[Stored items from a collection]
—————

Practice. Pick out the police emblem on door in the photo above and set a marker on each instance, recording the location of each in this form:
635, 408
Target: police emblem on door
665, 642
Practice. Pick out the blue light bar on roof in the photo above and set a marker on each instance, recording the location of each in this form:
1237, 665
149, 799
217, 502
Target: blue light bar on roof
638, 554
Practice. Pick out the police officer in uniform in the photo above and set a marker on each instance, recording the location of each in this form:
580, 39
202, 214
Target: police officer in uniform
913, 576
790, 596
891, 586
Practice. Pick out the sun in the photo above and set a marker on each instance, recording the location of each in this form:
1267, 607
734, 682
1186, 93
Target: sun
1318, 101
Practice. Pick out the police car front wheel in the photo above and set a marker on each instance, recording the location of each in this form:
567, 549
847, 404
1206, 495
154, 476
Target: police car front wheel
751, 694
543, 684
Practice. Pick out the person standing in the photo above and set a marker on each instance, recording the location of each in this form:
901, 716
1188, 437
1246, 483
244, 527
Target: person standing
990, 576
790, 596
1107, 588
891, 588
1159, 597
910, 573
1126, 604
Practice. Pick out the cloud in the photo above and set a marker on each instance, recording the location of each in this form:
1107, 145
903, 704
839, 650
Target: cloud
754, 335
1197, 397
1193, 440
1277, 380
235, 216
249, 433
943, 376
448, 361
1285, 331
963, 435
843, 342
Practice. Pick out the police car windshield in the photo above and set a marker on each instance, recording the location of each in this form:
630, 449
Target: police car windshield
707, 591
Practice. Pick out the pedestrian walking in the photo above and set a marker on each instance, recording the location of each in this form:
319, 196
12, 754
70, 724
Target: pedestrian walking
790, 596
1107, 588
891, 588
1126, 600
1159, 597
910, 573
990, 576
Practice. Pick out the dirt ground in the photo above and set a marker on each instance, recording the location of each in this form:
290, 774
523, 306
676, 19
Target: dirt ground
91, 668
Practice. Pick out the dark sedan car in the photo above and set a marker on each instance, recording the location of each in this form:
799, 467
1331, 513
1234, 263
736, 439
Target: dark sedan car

—————

◆ What the task requires ◆
Extract all of the rows above and reproduce every line unchanged.

◆ Task answer ◆
Practice. Pick out the police emblem on door in the photo above and set a marker on each instance, recording the location of each in this form:
635, 408
Target: police emblem on door
665, 642
Practice. Pick out the blue light bar on roof in the photo above and set a marker on each instance, recording the location of each in this form:
1237, 665
149, 799
217, 502
Target: blue light bar on roof
638, 554
Practice. Pick out the police officer in uniform in the photo above and set a marker on each instance, recording the location of each in this form:
580, 39
202, 214
Target: police officer in uniform
913, 576
790, 596
891, 586
Practice. Pick out the sun in the photo above and set a marker on each instance, recording the location of each in this form:
1267, 607
734, 682
1186, 93
Target: sun
1318, 101
Practice. Pick out the police car front wheel in the photo above and set a marker on each instance, recording the location of each in this form:
567, 549
847, 404
1206, 495
154, 476
Target: police car front wheel
751, 694
543, 684
Practice. Pick out the person standing in the photo above and set a marker on each instance, recording the location of each in this form:
901, 716
1188, 437
1246, 483
244, 527
Target: person standing
990, 576
790, 596
1107, 588
891, 588
1159, 597
910, 573
1126, 604
Practice. Pick out the cloud in the photo above and set a marker on each instance, recording the location of each in this form:
1107, 145
903, 704
839, 650
Target: cloud
754, 335
1197, 397
1193, 440
1277, 380
235, 216
249, 433
943, 376
448, 361
1285, 331
963, 435
843, 342
Practice. Pick out the police car windshield in the photo above and set a marker on each instance, recording the location of each in this form:
630, 449
Target: police car windshield
707, 591
Practice. Pick out the pedestrian walking in the photo above and set a marker on each instance, recording the location of each in this form:
319, 196
12, 754
70, 724
Target: pedestrian walking
790, 596
1107, 588
891, 588
1126, 600
1159, 597
910, 573
990, 576
Practice. Pick out the dirt ground in the photo above and set a marker on each instance, recording the location of each in this form:
290, 774
523, 306
676, 19
Target: dirt ground
91, 668
Practice. Pick out the dark sedan car in the photo above and set a marker on each instance, recording the location of each in this form:
799, 467
1331, 513
1234, 263
736, 439
Target: dark sedan car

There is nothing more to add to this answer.